Exercise goal. Format every item below as a Markdown table with two columns, No. and Text, where each row holds a row number and one line. Leave out blank lines.
___ Data supplied
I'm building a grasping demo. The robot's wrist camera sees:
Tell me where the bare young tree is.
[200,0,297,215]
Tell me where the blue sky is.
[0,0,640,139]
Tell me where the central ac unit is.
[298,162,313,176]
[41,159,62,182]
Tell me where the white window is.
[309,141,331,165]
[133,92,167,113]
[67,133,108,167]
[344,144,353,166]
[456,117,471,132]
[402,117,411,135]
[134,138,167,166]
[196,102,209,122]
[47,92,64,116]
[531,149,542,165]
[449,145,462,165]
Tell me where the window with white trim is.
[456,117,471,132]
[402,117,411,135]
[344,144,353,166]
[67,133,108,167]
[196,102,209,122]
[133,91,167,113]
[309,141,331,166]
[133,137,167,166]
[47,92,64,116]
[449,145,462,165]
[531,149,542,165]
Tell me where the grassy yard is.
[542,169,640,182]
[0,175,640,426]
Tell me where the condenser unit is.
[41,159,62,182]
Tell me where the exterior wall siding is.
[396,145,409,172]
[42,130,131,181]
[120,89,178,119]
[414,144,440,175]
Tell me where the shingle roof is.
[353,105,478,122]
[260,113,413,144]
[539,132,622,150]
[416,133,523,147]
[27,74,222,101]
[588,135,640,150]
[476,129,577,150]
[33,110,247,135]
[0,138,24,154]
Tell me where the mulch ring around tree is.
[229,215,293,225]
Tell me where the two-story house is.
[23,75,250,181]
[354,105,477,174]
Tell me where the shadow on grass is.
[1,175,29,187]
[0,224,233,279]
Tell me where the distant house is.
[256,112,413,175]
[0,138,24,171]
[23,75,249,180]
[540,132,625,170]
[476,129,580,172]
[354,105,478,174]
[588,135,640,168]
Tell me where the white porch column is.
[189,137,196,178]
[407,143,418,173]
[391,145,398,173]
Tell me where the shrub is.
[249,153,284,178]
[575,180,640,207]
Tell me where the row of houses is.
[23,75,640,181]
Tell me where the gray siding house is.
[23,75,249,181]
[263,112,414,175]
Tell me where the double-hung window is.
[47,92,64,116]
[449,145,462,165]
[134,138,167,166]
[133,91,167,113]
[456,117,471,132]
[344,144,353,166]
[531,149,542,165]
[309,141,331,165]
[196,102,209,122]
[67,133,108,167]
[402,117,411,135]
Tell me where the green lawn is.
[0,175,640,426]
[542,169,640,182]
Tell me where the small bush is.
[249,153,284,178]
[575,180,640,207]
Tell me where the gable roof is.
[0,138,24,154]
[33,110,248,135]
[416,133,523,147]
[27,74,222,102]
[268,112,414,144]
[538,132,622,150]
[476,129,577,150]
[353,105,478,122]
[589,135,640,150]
______
Written reply.
| No. | Text |
|---|---|
| 1 | I'm building a grasping demo. The robot's wrist camera sees: |
| 2 | Tell me where the bare young tree is. |
| 3 | [200,0,297,215] |
| 4 | Tell me where the blue sky is. |
| 5 | [0,0,640,139] |
| 6 | Tell me where the central ac unit is. |
| 7 | [298,162,313,176] |
| 8 | [41,159,62,182] |
| 9 | Tell me where the white window is. |
| 10 | [309,141,331,165] |
| 11 | [133,92,167,113] |
| 12 | [67,133,108,167] |
| 13 | [344,144,353,166] |
| 14 | [456,117,471,132] |
| 15 | [402,117,411,135] |
| 16 | [134,138,167,166] |
| 17 | [196,102,209,122] |
| 18 | [47,92,64,116] |
| 19 | [531,149,542,165] |
| 20 | [449,145,462,165] |
| 21 | Tell me where the window with white trim is. |
| 22 | [456,117,471,132] |
| 23 | [402,117,411,135] |
| 24 | [344,144,353,166] |
| 25 | [67,133,108,167] |
| 26 | [196,102,209,122] |
| 27 | [133,91,167,113] |
| 28 | [309,141,331,166] |
| 29 | [133,137,167,166] |
| 30 | [47,92,64,116] |
| 31 | [449,145,462,165] |
| 32 | [531,149,542,165] |
| 33 | Tell me where the grassy yard is. |
| 34 | [542,169,640,182] |
| 35 | [0,175,640,426] |
| 36 | Tell me where the condenser unit is. |
| 37 | [41,159,62,182] |
| 38 | Tell me where the exterior wall siding is. |
| 39 | [396,145,409,172] |
| 40 | [42,130,131,181] |
| 41 | [120,89,178,119] |
| 42 | [414,144,440,175] |
| 43 | Tell me where the shingle roof is. |
| 44 | [353,105,478,122] |
| 45 | [260,113,413,144] |
| 46 | [539,132,622,150] |
| 47 | [416,133,523,147] |
| 48 | [27,74,222,101] |
| 49 | [588,135,640,150] |
| 50 | [476,129,577,150] |
| 51 | [33,110,247,135] |
| 52 | [0,138,24,154] |
| 53 | Tell me where the mulch ring around tree is. |
| 54 | [229,215,293,225] |
| 55 | Tell me where the two-story house is. |
| 56 | [23,75,250,181] |
| 57 | [354,105,477,174] |
| 58 | Tell me where the shadow on grass is. |
| 59 | [1,175,29,187] |
| 60 | [0,224,233,279] |
| 61 | Tell me where the distant house is. |
| 62 | [256,112,413,175] |
| 63 | [0,138,24,171] |
| 64 | [23,75,249,180] |
| 65 | [540,132,625,170] |
| 66 | [476,129,580,172] |
| 67 | [354,105,478,174] |
| 68 | [588,135,640,168] |
| 69 | Tell me where the white porch column is. |
| 70 | [189,137,196,178] |
| 71 | [407,143,418,173] |
| 72 | [391,145,398,173] |
| 73 | Tell me where the shrub is. |
| 74 | [249,153,284,178] |
| 75 | [575,180,640,207] |
| 76 | Tell me where the row of houses is. |
| 77 | [23,75,640,181] |
| 78 | Tell me where the gray siding house is. |
| 79 | [23,75,249,181] |
| 80 | [263,112,414,175] |
| 81 | Tell me where the double-hung window is. |
| 82 | [47,92,64,116] |
| 83 | [449,145,462,165] |
| 84 | [134,138,167,166] |
| 85 | [133,91,167,113] |
| 86 | [456,117,471,132] |
| 87 | [344,144,353,166] |
| 88 | [531,149,542,165] |
| 89 | [309,141,331,165] |
| 90 | [196,102,209,122] |
| 91 | [67,133,108,167] |
| 92 | [402,117,411,135] |
| 93 | Tell me where the green lawn is. |
| 94 | [0,175,640,426] |
| 95 | [542,169,640,182] |
| 96 | Tell me where the small bush is. |
| 97 | [249,153,284,178] |
| 98 | [575,180,640,207] |
| 99 | Tell me where the gable roof is. |
| 100 | [0,138,24,154] |
| 101 | [33,110,248,135] |
| 102 | [416,133,523,147] |
| 103 | [27,74,222,102] |
| 104 | [268,112,414,144] |
| 105 | [538,132,622,150] |
| 106 | [476,129,577,150] |
| 107 | [353,105,478,122] |
| 108 | [589,135,640,150] |